This book summary is created for individuals who want to flesh out the important contents and are too busy to go through the entire original book. This book is not intended to replace the original book.
In Sapiens: A Brief History of Humankind, renowned historian Yuval Noah Harari chronicles both the creation and evolution of humankind. Harari recounts the manner in which both history and biology have defined and enriched our understanding of what truly being "human" means.
At least six different human species inhabited Earth 100,000 years ago. Today, only one remains: the Homo sapiens. What had become of the others? What would become of us?
Unlike most books that either utilize a biological or a historical approach in narrating the history of humankind, Sapiens opens at the dawn of modern cognition approximately 70,000 years ago. From how human evolution has played a part in transforming the world's ecosystem to how empires and civilizations arose, Harari integrates science and history to reexamine generally accepted ideologies, link developments in the past to the matters of the present, and evaluate detailed events in a much wider perspective.
The laws of natural selection that have governed life and evolution in the past four billion years have been overridden by humankind in only a few decades. Harari's Sapiens compels us to look forward and consider what the future holds for humankind.
We are entering a new age—an era where humans can not only successfully shape the world but also shape themselves. Where does this lead humankind? More importantly: what do you want to become?

______

Activities:
1. According to the Sapiens summary, who is the summary written for, and what does it say it is not meant to do? Answer in one to three sentences.
2. Please copy word for word the passage of the Sapiens summary starting at "At least six" and ending at "much wider perspective.".

______

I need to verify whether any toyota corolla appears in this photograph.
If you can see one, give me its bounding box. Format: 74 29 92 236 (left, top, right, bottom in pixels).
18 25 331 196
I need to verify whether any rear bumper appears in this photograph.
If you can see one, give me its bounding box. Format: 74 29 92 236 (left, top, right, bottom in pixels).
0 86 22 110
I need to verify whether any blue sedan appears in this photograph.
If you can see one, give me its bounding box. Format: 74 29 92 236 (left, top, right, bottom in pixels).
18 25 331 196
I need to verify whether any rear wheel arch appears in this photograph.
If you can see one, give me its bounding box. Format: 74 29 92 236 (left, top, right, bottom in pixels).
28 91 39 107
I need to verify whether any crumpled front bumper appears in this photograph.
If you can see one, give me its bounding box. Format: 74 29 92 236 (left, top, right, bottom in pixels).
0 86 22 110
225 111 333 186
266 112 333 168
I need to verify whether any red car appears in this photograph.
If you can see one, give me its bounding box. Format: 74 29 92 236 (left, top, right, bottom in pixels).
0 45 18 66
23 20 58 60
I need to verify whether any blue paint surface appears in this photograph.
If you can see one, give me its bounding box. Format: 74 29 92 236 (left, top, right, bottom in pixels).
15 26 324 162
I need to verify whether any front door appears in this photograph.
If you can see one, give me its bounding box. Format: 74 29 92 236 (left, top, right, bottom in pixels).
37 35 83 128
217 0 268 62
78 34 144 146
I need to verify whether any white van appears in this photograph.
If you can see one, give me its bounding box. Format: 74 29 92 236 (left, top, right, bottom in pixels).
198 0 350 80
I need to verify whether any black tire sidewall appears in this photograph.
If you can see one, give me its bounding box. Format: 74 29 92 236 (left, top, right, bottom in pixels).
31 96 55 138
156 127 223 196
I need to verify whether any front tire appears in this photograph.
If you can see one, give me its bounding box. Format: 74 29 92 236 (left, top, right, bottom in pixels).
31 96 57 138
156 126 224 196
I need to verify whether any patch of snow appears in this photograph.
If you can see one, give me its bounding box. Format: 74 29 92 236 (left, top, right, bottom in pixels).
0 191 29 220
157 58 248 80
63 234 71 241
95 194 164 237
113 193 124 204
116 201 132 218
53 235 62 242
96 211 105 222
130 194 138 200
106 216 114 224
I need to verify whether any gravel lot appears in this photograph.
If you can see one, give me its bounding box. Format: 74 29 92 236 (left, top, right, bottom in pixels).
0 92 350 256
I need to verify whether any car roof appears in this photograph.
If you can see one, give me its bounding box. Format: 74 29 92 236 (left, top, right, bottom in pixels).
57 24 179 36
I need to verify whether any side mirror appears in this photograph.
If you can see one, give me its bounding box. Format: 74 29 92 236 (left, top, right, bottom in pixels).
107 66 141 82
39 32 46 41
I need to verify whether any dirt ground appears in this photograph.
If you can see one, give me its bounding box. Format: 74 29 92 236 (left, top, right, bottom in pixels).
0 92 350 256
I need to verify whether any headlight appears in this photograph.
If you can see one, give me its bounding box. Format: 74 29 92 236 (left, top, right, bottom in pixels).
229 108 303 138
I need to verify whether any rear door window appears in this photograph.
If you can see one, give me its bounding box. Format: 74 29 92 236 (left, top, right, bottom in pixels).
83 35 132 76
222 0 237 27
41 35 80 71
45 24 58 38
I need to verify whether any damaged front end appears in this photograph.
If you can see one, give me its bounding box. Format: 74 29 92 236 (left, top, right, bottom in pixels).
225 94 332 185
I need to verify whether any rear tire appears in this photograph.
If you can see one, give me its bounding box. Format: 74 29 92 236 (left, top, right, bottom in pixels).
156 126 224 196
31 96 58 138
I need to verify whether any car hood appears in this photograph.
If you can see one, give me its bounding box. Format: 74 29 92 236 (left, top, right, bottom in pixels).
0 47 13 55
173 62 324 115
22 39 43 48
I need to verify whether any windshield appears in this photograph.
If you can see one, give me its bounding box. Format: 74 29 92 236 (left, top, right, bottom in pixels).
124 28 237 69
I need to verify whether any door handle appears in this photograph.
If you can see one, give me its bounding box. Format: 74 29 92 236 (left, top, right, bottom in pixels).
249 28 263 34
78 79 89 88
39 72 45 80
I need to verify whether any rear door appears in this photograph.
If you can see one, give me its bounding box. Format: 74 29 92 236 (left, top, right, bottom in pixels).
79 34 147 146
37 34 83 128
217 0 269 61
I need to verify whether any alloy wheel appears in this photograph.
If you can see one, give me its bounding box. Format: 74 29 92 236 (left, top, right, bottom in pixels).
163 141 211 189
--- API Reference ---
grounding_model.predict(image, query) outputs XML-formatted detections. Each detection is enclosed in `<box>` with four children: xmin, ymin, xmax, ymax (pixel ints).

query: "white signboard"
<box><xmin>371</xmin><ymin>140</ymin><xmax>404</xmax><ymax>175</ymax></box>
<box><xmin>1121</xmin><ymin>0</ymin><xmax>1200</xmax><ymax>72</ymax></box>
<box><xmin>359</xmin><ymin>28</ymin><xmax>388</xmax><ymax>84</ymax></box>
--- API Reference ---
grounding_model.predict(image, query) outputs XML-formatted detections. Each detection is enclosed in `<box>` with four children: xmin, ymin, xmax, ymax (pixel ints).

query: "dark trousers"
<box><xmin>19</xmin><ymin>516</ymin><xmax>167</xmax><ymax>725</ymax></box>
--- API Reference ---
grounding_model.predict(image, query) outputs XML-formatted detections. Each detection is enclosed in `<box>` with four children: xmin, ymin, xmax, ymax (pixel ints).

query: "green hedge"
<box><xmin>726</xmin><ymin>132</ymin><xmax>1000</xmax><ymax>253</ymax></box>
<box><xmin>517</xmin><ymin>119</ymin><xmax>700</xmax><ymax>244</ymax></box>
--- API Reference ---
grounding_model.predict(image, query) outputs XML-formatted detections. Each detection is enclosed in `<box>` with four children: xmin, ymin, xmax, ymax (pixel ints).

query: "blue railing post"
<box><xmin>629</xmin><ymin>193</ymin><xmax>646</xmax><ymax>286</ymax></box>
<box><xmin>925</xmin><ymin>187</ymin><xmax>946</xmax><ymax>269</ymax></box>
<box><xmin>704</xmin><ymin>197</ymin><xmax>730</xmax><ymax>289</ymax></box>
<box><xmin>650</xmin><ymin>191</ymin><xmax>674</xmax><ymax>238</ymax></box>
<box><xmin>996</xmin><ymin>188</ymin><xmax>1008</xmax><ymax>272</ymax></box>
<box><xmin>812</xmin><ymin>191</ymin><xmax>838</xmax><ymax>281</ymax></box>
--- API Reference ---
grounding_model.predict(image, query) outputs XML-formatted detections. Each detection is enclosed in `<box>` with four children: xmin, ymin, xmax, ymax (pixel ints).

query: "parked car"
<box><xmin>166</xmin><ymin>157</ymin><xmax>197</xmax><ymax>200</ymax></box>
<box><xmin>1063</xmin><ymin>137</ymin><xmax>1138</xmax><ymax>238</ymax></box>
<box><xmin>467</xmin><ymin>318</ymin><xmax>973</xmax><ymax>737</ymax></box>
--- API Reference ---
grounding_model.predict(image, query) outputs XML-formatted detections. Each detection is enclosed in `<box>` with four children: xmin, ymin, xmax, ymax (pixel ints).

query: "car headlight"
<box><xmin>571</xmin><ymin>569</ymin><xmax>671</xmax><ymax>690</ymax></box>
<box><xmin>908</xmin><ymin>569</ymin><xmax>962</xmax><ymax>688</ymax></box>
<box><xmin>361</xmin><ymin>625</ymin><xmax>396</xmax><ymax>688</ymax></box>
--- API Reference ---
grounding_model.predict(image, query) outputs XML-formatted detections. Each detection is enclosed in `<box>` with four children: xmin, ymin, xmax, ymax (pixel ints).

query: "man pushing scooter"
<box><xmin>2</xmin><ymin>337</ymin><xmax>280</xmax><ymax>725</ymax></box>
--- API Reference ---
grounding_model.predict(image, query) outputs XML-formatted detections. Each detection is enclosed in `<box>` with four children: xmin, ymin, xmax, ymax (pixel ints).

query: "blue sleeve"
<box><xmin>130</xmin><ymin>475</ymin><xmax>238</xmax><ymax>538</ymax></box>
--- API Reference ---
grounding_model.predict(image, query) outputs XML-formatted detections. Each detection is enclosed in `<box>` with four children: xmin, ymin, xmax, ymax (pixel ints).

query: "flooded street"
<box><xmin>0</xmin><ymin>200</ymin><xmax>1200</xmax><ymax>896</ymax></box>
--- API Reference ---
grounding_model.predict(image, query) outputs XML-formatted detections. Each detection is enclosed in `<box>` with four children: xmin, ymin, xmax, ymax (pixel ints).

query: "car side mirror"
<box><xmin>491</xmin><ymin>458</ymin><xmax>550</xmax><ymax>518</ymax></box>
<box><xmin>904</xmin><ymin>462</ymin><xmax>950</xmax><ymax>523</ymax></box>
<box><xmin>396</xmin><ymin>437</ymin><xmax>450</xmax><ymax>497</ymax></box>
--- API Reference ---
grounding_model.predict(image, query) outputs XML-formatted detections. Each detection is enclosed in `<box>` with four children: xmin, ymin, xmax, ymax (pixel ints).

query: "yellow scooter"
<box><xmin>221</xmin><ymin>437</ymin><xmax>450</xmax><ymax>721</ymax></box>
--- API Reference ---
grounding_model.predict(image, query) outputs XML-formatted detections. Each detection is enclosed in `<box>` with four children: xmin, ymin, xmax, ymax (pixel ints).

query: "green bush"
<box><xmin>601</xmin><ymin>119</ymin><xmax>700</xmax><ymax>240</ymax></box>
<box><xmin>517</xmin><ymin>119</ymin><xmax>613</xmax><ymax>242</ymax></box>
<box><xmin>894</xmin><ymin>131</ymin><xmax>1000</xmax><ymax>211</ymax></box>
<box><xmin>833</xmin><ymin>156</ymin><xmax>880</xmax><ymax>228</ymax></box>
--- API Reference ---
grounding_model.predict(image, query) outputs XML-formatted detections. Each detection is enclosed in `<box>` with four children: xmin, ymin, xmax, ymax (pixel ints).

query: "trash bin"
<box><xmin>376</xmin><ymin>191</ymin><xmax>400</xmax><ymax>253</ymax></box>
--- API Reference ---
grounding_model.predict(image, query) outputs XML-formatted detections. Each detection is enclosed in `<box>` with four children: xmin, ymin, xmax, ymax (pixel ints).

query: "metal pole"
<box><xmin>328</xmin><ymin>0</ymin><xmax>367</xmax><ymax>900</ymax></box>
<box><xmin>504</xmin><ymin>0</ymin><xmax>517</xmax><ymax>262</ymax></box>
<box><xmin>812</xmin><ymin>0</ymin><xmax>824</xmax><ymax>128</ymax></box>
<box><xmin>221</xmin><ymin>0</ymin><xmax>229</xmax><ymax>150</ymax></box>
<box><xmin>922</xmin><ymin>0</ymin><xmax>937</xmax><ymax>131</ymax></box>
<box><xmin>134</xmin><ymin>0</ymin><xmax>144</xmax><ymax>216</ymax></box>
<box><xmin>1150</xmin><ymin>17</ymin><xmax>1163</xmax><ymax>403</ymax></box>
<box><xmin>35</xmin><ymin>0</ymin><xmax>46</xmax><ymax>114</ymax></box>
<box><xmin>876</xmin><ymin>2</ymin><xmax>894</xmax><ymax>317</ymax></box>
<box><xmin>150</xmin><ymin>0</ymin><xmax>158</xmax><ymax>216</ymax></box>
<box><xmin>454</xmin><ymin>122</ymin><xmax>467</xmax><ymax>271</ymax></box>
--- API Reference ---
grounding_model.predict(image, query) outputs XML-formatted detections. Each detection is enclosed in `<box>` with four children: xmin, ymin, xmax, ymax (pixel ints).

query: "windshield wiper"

______

Answers below:
1. The summary is written for people who want to draw out the book's important contents but are too busy to read the entire original book. It is not meant to replace the original book.

2.
At least six different human species inhabited Earth 100,000 years ago. Today, only one remains: the Homo sapiens. What had become of the others? What would become of us?
Unlike most books that either utilize a biological or a historical approach in narrating the history of humankind, Sapiens opens at the dawn of modern cognition approximately 70,000 years ago. From how human evolution has played a part in transforming the world's ecosystem to how empires and civilizations arose, Harari integrates science and history to reexamine generally accepted ideologies, link developments in the past to the matters of the present, and evaluate detailed events in a much wider perspective.